• **HOW TO COMPLETE THIS TASK**: Copy the records verbatim, from their beginning through the line that contains "positive clicks: (493, 520)", both ends included. Leave the pictures out of your copy.

• **AVAILABLE RECORDS**:
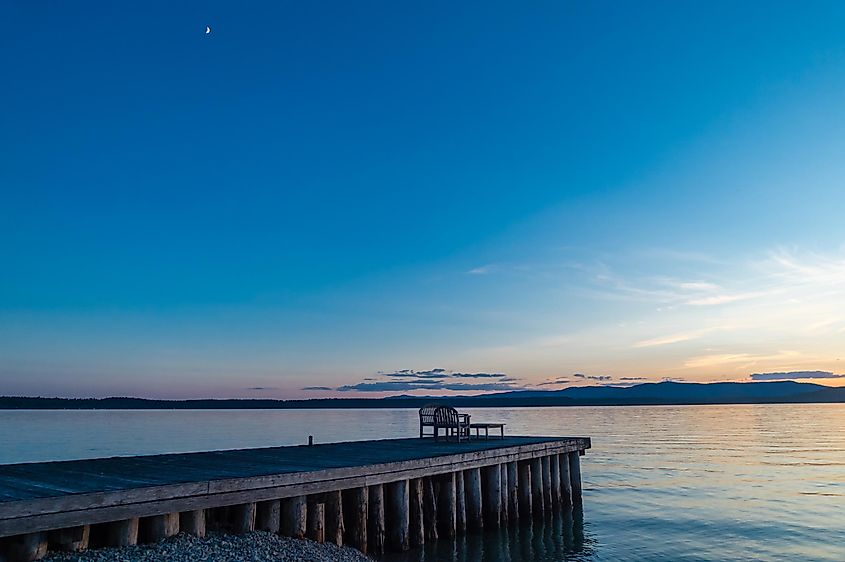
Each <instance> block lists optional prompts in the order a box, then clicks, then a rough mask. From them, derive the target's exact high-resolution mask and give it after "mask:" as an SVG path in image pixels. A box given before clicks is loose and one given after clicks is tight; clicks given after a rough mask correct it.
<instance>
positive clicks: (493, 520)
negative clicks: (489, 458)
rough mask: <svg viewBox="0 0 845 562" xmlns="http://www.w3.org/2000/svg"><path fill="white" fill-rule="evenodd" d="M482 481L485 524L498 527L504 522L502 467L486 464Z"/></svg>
mask: <svg viewBox="0 0 845 562" xmlns="http://www.w3.org/2000/svg"><path fill="white" fill-rule="evenodd" d="M482 482H483V483H484V502H483V505H484V524H485V525H486V526H488V527H492V528H494V529H495V528H498V527H499V526H500V525H501V523H502V469H501V467H500V466H499V465H498V464H494V465H492V466H485V467H484V473H483V478H482Z"/></svg>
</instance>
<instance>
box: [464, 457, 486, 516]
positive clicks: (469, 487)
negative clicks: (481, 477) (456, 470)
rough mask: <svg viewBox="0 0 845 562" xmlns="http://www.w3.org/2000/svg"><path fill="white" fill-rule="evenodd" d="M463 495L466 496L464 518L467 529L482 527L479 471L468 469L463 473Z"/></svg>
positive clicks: (477, 468) (479, 472) (481, 515)
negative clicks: (466, 520)
mask: <svg viewBox="0 0 845 562" xmlns="http://www.w3.org/2000/svg"><path fill="white" fill-rule="evenodd" d="M464 493H465V494H466V506H465V508H466V518H467V528H468V529H481V528H482V527H484V520H483V519H482V511H481V470H479V469H478V468H470V469H467V470H465V471H464Z"/></svg>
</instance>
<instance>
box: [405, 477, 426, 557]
mask: <svg viewBox="0 0 845 562" xmlns="http://www.w3.org/2000/svg"><path fill="white" fill-rule="evenodd" d="M409 484H410V489H409V490H408V494H409V500H410V524H411V535H410V540H411V546H420V545H422V544H425V520H424V519H423V481H422V478H413V479H412V480H411V481H410V482H409Z"/></svg>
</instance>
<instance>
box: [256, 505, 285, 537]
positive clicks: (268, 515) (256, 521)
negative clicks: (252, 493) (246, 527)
mask: <svg viewBox="0 0 845 562" xmlns="http://www.w3.org/2000/svg"><path fill="white" fill-rule="evenodd" d="M281 518H282V502H280V501H279V500H270V501H264V502H259V503H258V505H256V507H255V529H256V530H257V531H267V532H268V533H278V532H279V529H280V527H281Z"/></svg>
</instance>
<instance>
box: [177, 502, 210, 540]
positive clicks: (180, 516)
mask: <svg viewBox="0 0 845 562" xmlns="http://www.w3.org/2000/svg"><path fill="white" fill-rule="evenodd" d="M179 527H180V529H181V530H183V531H185V532H186V533H190V534H192V535H195V536H197V537H199V538H203V537H204V536H205V510H204V509H196V510H194V511H185V512H184V513H180V514H179Z"/></svg>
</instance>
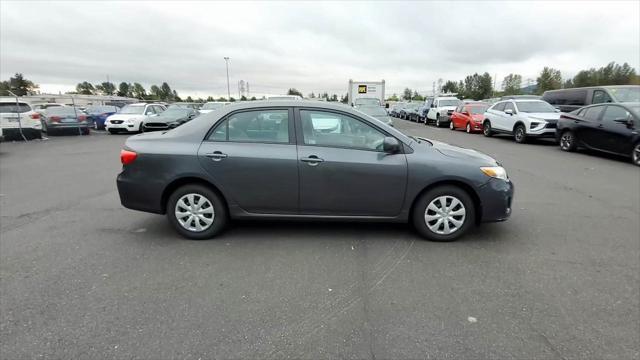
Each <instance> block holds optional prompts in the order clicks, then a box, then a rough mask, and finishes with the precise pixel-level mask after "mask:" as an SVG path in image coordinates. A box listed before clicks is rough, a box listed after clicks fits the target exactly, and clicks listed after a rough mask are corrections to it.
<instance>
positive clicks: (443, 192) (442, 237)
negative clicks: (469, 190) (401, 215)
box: [412, 185, 475, 241]
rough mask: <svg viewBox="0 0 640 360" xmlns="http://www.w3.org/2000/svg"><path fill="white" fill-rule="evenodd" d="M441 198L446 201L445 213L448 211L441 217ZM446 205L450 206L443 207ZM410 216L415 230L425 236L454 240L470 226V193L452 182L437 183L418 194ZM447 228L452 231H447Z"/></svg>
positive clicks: (471, 222)
mask: <svg viewBox="0 0 640 360" xmlns="http://www.w3.org/2000/svg"><path fill="white" fill-rule="evenodd" d="M442 200H444V202H445V203H444V206H445V214H447V215H446V217H445V218H444V219H445V220H444V221H442V218H441V215H440V211H442V210H440V209H442V207H443V206H442V205H443V204H442V203H441V201H442ZM452 205H453V207H451V206H452ZM447 206H449V207H451V208H450V209H446V207H447ZM434 210H438V211H434ZM451 214H456V215H451ZM412 220H413V225H414V227H415V228H416V230H417V231H418V233H420V235H422V237H424V238H425V239H427V240H431V241H454V240H456V239H458V238H460V237H461V236H463V235H464V234H465V233H466V232H467V231H469V229H470V228H471V227H472V226H473V224H474V222H475V207H474V204H473V200H471V196H469V194H467V192H466V191H464V190H463V189H461V188H459V187H457V186H452V185H445V186H438V187H436V188H433V189H431V190H429V191H427V192H426V193H424V194H422V195H421V196H420V197H419V198H418V200H417V201H416V203H415V205H414V208H413V219H412ZM454 221H455V222H459V223H454ZM445 224H446V225H445ZM452 227H453V228H452ZM447 229H449V231H451V232H449V233H447Z"/></svg>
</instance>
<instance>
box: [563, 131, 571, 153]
mask: <svg viewBox="0 0 640 360" xmlns="http://www.w3.org/2000/svg"><path fill="white" fill-rule="evenodd" d="M572 143H573V136H571V134H569V133H567V134H564V135H562V138H561V139H560V146H561V147H562V149H563V150H568V149H570V148H571V144H572Z"/></svg>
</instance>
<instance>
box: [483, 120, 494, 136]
mask: <svg viewBox="0 0 640 360" xmlns="http://www.w3.org/2000/svg"><path fill="white" fill-rule="evenodd" d="M482 135H484V136H486V137H491V136H492V135H493V130H491V121H489V120H487V121H485V122H484V123H483V124H482Z"/></svg>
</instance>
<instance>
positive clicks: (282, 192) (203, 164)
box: [198, 108, 298, 214]
mask: <svg viewBox="0 0 640 360" xmlns="http://www.w3.org/2000/svg"><path fill="white" fill-rule="evenodd" d="M293 134H294V131H293V114H292V110H291V109H289V108H269V109H259V110H255V109H252V110H251V111H239V112H235V113H232V114H230V115H228V116H227V117H226V119H224V120H222V121H220V122H218V124H217V125H216V127H215V129H214V130H213V131H212V132H211V133H210V135H209V136H208V138H207V139H206V140H205V141H204V142H203V143H202V145H200V149H199V150H198V159H199V161H200V163H201V164H202V166H203V167H204V168H205V169H206V170H207V172H208V173H209V174H210V175H211V177H212V178H213V179H214V180H215V184H216V185H217V186H220V187H221V191H222V192H223V193H224V194H225V195H226V196H229V197H231V199H232V200H233V201H234V202H235V203H236V204H238V205H239V206H240V207H241V208H242V209H244V210H246V211H248V212H253V213H283V214H295V213H297V211H298V157H297V151H296V145H295V142H294V138H295V137H294V136H293Z"/></svg>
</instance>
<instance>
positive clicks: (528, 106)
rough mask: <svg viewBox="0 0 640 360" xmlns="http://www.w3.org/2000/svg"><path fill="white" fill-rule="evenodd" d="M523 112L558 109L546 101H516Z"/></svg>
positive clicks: (540, 111) (518, 107)
mask: <svg viewBox="0 0 640 360" xmlns="http://www.w3.org/2000/svg"><path fill="white" fill-rule="evenodd" d="M516 106H517V107H518V111H521V112H556V109H555V108H554V107H553V106H551V105H549V103H547V102H545V101H516Z"/></svg>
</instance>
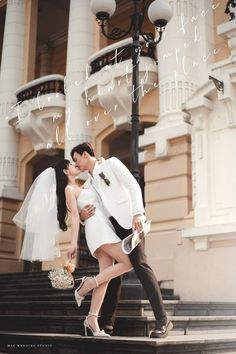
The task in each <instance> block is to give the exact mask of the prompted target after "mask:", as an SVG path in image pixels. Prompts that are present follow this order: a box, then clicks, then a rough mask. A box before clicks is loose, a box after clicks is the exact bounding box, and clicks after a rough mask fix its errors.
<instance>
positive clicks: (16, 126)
mask: <svg viewBox="0 0 236 354" xmlns="http://www.w3.org/2000/svg"><path fill="white" fill-rule="evenodd" d="M64 118H65V96H64V95H63V94H55V93H51V94H46V95H42V96H40V101H39V99H38V98H32V99H30V100H25V101H24V102H23V103H21V104H19V105H16V107H15V109H14V110H13V111H12V115H11V117H10V119H9V124H10V125H12V126H14V127H15V129H16V130H17V131H18V132H21V133H22V134H23V135H25V136H27V137H28V138H29V140H30V141H31V142H32V144H33V145H34V149H35V151H43V150H47V151H48V154H49V153H50V151H51V152H53V149H55V148H57V147H58V145H60V144H62V143H63V142H64V136H63V139H62V138H61V137H60V138H58V136H60V133H59V132H58V130H59V129H60V124H61V122H62V120H64Z"/></svg>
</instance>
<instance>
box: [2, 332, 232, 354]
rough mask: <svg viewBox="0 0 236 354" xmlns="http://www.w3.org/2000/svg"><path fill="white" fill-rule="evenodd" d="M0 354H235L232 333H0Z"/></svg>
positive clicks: (2, 332) (10, 332) (13, 332)
mask: <svg viewBox="0 0 236 354" xmlns="http://www.w3.org/2000/svg"><path fill="white" fill-rule="evenodd" d="M0 350H1V353H2V354H5V353H17V354H23V353H24V354H25V353H26V352H27V353H30V354H51V353H58V354H78V353H79V354H88V353H89V354H95V353H96V354H111V353H112V354H131V353H132V354H144V353H145V354H165V353H168V354H207V353H209V354H214V353H217V354H226V353H228V354H230V353H231V354H233V353H234V354H235V353H236V334H202V335H198V336H171V337H168V338H165V339H151V338H147V337H145V338H142V337H140V338H133V337H109V338H96V337H83V336H79V335H70V334H64V333H55V334H50V333H49V334H45V333H34V334H32V333H20V332H10V333H9V332H0Z"/></svg>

• **WRITTEN ANSWER**:
Each <instance> block lists optional prompts in the order a box, then clicks, then a rough mask. From them, derive the target's exact high-resolution mask and give it after "mask:" as an SVG path in image pixels. A box given before clicks is loose and one given after clicks is tight; clicks given after a rough mask correct it.
<instance>
positive clicks: (493, 520)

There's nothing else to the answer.